Exercise requirements: Update the listing below by changing "--svg-fill-rule" to "--svg-fill" everywhere it appears, with every other line left as it is. Omit the pictures from your answer.

# start of Provided data

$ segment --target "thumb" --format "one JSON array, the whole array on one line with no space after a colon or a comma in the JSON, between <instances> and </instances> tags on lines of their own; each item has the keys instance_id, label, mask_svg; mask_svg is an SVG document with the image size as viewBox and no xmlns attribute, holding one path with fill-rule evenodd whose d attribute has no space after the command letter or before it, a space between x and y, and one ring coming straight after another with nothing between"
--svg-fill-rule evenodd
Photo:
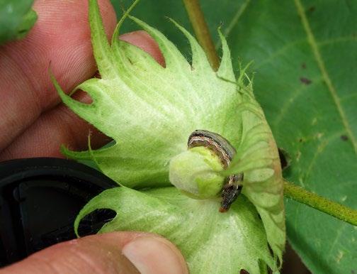
<instances>
[{"instance_id":1,"label":"thumb","mask_svg":"<svg viewBox=\"0 0 357 274\"><path fill-rule=\"evenodd\" d=\"M177 248L159 236L113 232L57 243L0 273L186 274Z\"/></svg>"}]
</instances>

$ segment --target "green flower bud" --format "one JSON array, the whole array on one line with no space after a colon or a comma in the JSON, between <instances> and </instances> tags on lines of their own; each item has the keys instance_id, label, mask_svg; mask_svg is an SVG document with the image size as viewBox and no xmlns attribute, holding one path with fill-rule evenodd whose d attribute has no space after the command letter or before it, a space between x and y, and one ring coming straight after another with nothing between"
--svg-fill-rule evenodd
<instances>
[{"instance_id":1,"label":"green flower bud","mask_svg":"<svg viewBox=\"0 0 357 274\"><path fill-rule=\"evenodd\" d=\"M203 146L188 149L171 159L169 179L172 185L194 199L217 197L225 182L220 158Z\"/></svg>"}]
</instances>

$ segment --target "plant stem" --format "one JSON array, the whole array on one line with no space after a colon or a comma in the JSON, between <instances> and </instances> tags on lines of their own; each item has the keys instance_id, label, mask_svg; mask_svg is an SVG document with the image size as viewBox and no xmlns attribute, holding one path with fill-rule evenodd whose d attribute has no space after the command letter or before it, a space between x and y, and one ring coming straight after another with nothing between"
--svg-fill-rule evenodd
<instances>
[{"instance_id":1,"label":"plant stem","mask_svg":"<svg viewBox=\"0 0 357 274\"><path fill-rule=\"evenodd\" d=\"M211 67L213 70L217 70L220 65L220 59L217 55L215 45L205 21L203 13L200 9L198 0L183 1L197 40L203 48L203 50L205 50Z\"/></svg>"},{"instance_id":2,"label":"plant stem","mask_svg":"<svg viewBox=\"0 0 357 274\"><path fill-rule=\"evenodd\" d=\"M308 192L285 180L284 180L284 195L353 226L357 226L357 210Z\"/></svg>"}]
</instances>

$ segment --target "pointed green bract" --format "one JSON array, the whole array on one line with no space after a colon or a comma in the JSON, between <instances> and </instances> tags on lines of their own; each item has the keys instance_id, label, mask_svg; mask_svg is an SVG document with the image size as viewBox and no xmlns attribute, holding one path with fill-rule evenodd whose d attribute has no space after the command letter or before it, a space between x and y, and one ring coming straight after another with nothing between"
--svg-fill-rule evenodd
<instances>
[{"instance_id":1,"label":"pointed green bract","mask_svg":"<svg viewBox=\"0 0 357 274\"><path fill-rule=\"evenodd\" d=\"M241 222L238 216L240 214L239 207L237 205L240 204L245 209L242 211L250 211L251 214L257 216L256 209L241 195L234 204L234 209L228 214L217 213L218 200L202 202L204 207L205 207L207 219L217 224L225 224L227 234L218 233L218 229L210 231L211 224L209 222L193 226L191 231L195 234L207 229L208 240L198 247L197 252L204 254L205 248L213 252L215 247L210 243L215 244L214 239L217 237L220 237L222 242L239 242L240 236L237 235L239 233L234 236L232 234L234 229L237 229L237 226L240 226L246 232L244 236L253 241L258 241L259 245L264 246L263 250L268 250L268 243L273 253L274 263L271 263L271 258L266 257L266 254L262 256L256 245L248 246L248 241L243 241L240 243L243 245L241 248L249 250L244 254L254 254L253 257L249 257L251 260L244 258L242 254L242 260L240 261L233 256L231 258L230 256L220 257L217 253L215 256L210 253L212 260L221 265L212 273L227 273L225 271L231 268L225 268L225 264L231 265L230 267L235 265L237 268L250 269L252 271L251 273L259 273L256 272L259 260L276 270L276 261L282 261L285 241L281 170L273 137L263 111L254 99L252 83L245 75L245 70L241 70L236 84L230 50L220 32L222 57L220 67L216 72L210 67L205 54L196 39L176 22L174 21L174 24L181 31L191 45L191 63L162 33L135 17L128 17L158 43L165 58L165 67L159 65L151 55L137 47L120 40L117 37L119 28L115 31L112 44L109 45L96 1L89 1L92 45L101 79L87 80L78 86L76 89L86 92L93 102L87 104L73 99L62 91L55 79L53 82L64 103L111 137L115 143L99 150L74 152L63 148L63 152L74 159L94 160L102 172L122 185L136 189L156 188L171 185L169 163L176 155L186 151L187 139L193 131L203 129L224 136L235 148L237 154L228 169L220 173L224 175L239 172L244 174L243 192L261 217L266 233L265 243L262 243L262 238L259 236L260 226L250 226ZM146 192L144 195L127 188L123 188L125 190L106 192L110 193L113 203L114 201L120 203L120 207L115 207L105 204L115 210L118 216L123 212L131 212L131 214L124 214L124 219L120 219L121 223L125 220L125 224L130 224L132 219L135 221L135 214L131 210L142 209L140 203L144 204L152 199L155 201L153 204L157 204L158 207L155 209L152 205L150 209L147 209L150 212L155 209L156 217L147 217L145 222L135 221L135 225L130 227L119 225L114 220L110 225L104 226L102 231L147 231L149 228L150 231L159 233L180 246L179 243L176 241L178 238L171 237L167 231L183 228L187 230L190 229L190 223L181 228L177 226L176 223L171 222L170 218L183 218L182 214L184 214L189 215L190 218L195 219L195 216L198 218L199 208L193 210L192 207L193 204L199 207L200 204L185 197L185 202L180 204L178 214L175 211L177 207L168 202L170 195L173 199L177 196L176 190L170 189L174 190L165 192L164 196L157 195L160 193L159 190ZM91 201L88 206L90 207L87 207L79 218L96 208L103 208L103 203L108 199L107 194L100 195ZM116 198L114 197L115 195L118 195ZM127 200L125 195L137 196L135 201L135 207L121 201L122 199ZM183 198L180 199L180 201L183 201ZM157 216L161 216L160 210L162 211L160 219L164 222L161 230L156 219ZM236 214L238 215L235 216ZM232 217L230 219L227 216ZM247 227L249 229L246 229ZM196 229L198 230L196 231ZM224 235L227 237L225 238ZM184 253L189 254L190 248L193 248L195 246L188 243L187 246L182 246L186 248ZM239 256L238 251L242 252L242 250L237 250L237 256ZM199 254L197 256L199 256ZM188 258L186 257L186 259L191 260ZM230 263L229 260L234 259L239 262L238 264ZM192 260L197 264L193 263L192 265L195 266L191 271L198 273L196 270L198 268L195 268L202 263L200 260L203 258ZM247 262L249 262L248 265Z\"/></svg>"},{"instance_id":2,"label":"pointed green bract","mask_svg":"<svg viewBox=\"0 0 357 274\"><path fill-rule=\"evenodd\" d=\"M261 273L259 262L276 268L264 229L254 207L243 196L222 214L218 200L191 199L175 187L139 192L125 187L106 190L78 215L97 209L118 212L99 233L144 231L164 235L182 252L191 273ZM263 272L264 273L264 272Z\"/></svg>"}]
</instances>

# end of Provided data

Answer to this task:
$ segment --target "thumb" --format "one JSON array, the whole array on one line with no space after a colon or a comma in the JSON, between <instances> and </instances> tags on lines of their own; each item has the keys instance_id, label, mask_svg; mask_svg is an SVG document with the image size as viewBox and no xmlns attribute, holding one path with fill-rule evenodd whose d attribute has no space after the command letter or before it, a space between x and y, and one ring coming straight after another with nothing between"
--svg-fill evenodd
Photo:
<instances>
[{"instance_id":1,"label":"thumb","mask_svg":"<svg viewBox=\"0 0 357 274\"><path fill-rule=\"evenodd\" d=\"M177 248L159 236L113 232L57 243L0 273L186 274Z\"/></svg>"}]
</instances>

$ segment --target "green flower bud" --format "one JSON array, the whole array on one line with no space after a colon or a comma in the JSON, between <instances> and </instances> tags on lines of their own; each item has the keys instance_id, label, mask_svg; mask_svg is an SVG document with the image size as viewBox and no xmlns attribute, holding one path with fill-rule evenodd whose d attribute has no space after the command letter or before it, a space between x and y, and one ring coming straight after another with nothing between"
--svg-fill evenodd
<instances>
[{"instance_id":1,"label":"green flower bud","mask_svg":"<svg viewBox=\"0 0 357 274\"><path fill-rule=\"evenodd\" d=\"M203 146L188 149L171 159L169 179L172 185L194 199L217 197L225 182L220 158Z\"/></svg>"}]
</instances>

$ segment --target "plant stem" --format "one JSON array, the whole array on one line with no space after a colon or a comma in the JSON, between <instances> and </instances> tags on lines of their own; each item has the keys instance_id, label, mask_svg; mask_svg is an SVG document with the image size as viewBox and no xmlns attribute, holding one path with fill-rule evenodd whose d attribute has no space after the command letter or before it, a space between x and y, and one ring coming straight after another with nothing between"
--svg-fill evenodd
<instances>
[{"instance_id":1,"label":"plant stem","mask_svg":"<svg viewBox=\"0 0 357 274\"><path fill-rule=\"evenodd\" d=\"M211 67L213 70L217 70L220 65L220 59L217 55L215 45L205 21L203 13L200 9L198 0L183 1L197 40L203 48L203 50L205 50Z\"/></svg>"},{"instance_id":2,"label":"plant stem","mask_svg":"<svg viewBox=\"0 0 357 274\"><path fill-rule=\"evenodd\" d=\"M308 192L285 180L284 180L284 195L353 226L357 226L357 210Z\"/></svg>"}]
</instances>

$ segment --target "pointed green bract" --format "one JSON array, the whole array on one line with no space after a colon or a comma in the JSON, between <instances> and </instances> tags on lines of their own; each item has the keys instance_id, label, mask_svg; mask_svg is an SVG document with the image size as viewBox and no xmlns attribute, holding one path with fill-rule evenodd whose d attribute has no space after the command letter or before it, a space between x and y, and one ring coming straight after another with nothing between"
--svg-fill evenodd
<instances>
[{"instance_id":1,"label":"pointed green bract","mask_svg":"<svg viewBox=\"0 0 357 274\"><path fill-rule=\"evenodd\" d=\"M241 222L238 216L240 214L239 207L237 205L240 204L245 209L242 211L250 211L251 214L257 216L256 209L241 195L234 204L234 209L228 214L217 213L218 200L202 202L204 207L205 207L207 219L217 224L225 224L227 234L218 233L218 229L210 231L211 224L209 222L193 226L191 231L195 234L207 229L208 240L198 247L197 252L204 254L205 248L213 252L215 247L210 243L215 244L214 239L217 237L220 237L222 242L239 242L240 236L237 235L239 233L234 236L232 234L234 229L237 229L237 226L240 226L246 232L244 236L253 241L258 241L259 245L264 246L263 250L268 250L268 243L273 253L274 263L271 263L271 258L266 257L266 254L262 256L256 245L248 246L248 241L243 241L240 243L243 245L241 248L249 250L244 254L254 254L253 257L249 257L251 260L244 258L242 254L242 260L240 261L233 256L231 258L230 256L220 257L217 253L215 256L210 253L212 260L221 265L212 273L227 273L225 271L231 268L225 268L225 264L231 265L230 267L235 265L237 268L250 269L252 271L251 273L259 273L256 272L259 260L276 270L276 261L282 261L285 241L281 170L273 137L263 111L254 99L252 83L245 75L245 70L241 70L236 84L230 50L220 32L222 57L220 67L216 72L210 67L205 54L196 39L176 22L174 21L174 24L181 31L191 45L191 63L162 33L135 17L128 17L158 43L165 58L165 67L159 65L151 55L137 47L120 40L117 37L119 28L115 31L112 44L109 45L96 1L89 1L92 45L101 79L87 80L78 86L76 89L86 92L93 102L87 104L73 99L62 91L55 79L53 82L64 103L111 137L115 143L99 150L74 152L63 148L63 152L74 159L94 160L102 172L122 185L136 189L156 188L171 185L169 163L176 155L186 151L187 139L193 131L203 129L224 136L235 148L237 154L228 169L220 173L224 175L239 172L244 174L243 192L261 217L266 233L265 243L262 243L262 238L259 236L260 226L250 226ZM146 192L144 195L127 188L123 188L125 190L106 192L110 193L113 203L114 201L120 203L120 207L115 207L105 204L115 210L118 216L123 212L131 212L131 214L124 214L124 219L120 219L121 223L125 220L125 224L130 224L132 219L135 221L135 214L131 210L142 209L140 203L144 204L152 199L155 201L153 204L157 204L158 207L155 209L152 205L150 209L147 209L150 212L155 209L156 217L147 217L145 222L135 221L135 225L130 227L119 225L114 220L110 225L104 226L102 231L147 231L149 228L150 231L159 233L180 246L179 243L176 241L178 238L171 237L167 231L183 228L187 230L190 229L190 223L181 228L177 226L176 223L171 222L170 218L183 218L182 214L184 214L189 215L190 218L195 219L195 216L198 218L199 208L193 210L192 207L193 204L199 207L200 204L185 197L185 202L180 204L178 214L175 211L177 207L168 202L170 195L173 199L177 196L176 190L170 189L174 190L165 192L164 196L157 195L160 193L159 190ZM91 201L88 206L90 207L87 207L79 218L96 208L103 208L103 203L108 199L107 194L100 195ZM116 198L114 197L115 195L118 195ZM127 200L125 195L137 196L135 201L135 207L121 201L122 199ZM183 198L180 199L180 201L183 201ZM157 216L161 216L160 210L162 211L160 219L164 222L161 230L156 219ZM236 214L238 215L235 216ZM232 217L230 219L227 216ZM247 227L249 229L246 229ZM196 229L198 230L196 231ZM224 235L227 237L225 238ZM184 253L189 254L190 248L193 248L195 246L188 243L187 246L182 246L186 248ZM239 256L238 251L242 252L242 250L237 250L237 256ZM199 254L197 256L199 256ZM188 258L186 257L186 259L191 260ZM230 263L229 260L234 259L239 262L238 264ZM192 260L197 264L193 263L192 265L195 266L191 271L198 273L196 270L198 268L195 268L202 263L200 260L203 258ZM247 262L249 262L248 265Z\"/></svg>"},{"instance_id":2,"label":"pointed green bract","mask_svg":"<svg viewBox=\"0 0 357 274\"><path fill-rule=\"evenodd\" d=\"M261 273L259 262L276 268L264 229L254 207L243 196L222 214L218 200L191 199L175 187L139 192L125 187L106 190L78 215L97 209L118 212L99 233L144 231L164 235L182 252L191 273ZM263 272L264 273L264 272Z\"/></svg>"}]
</instances>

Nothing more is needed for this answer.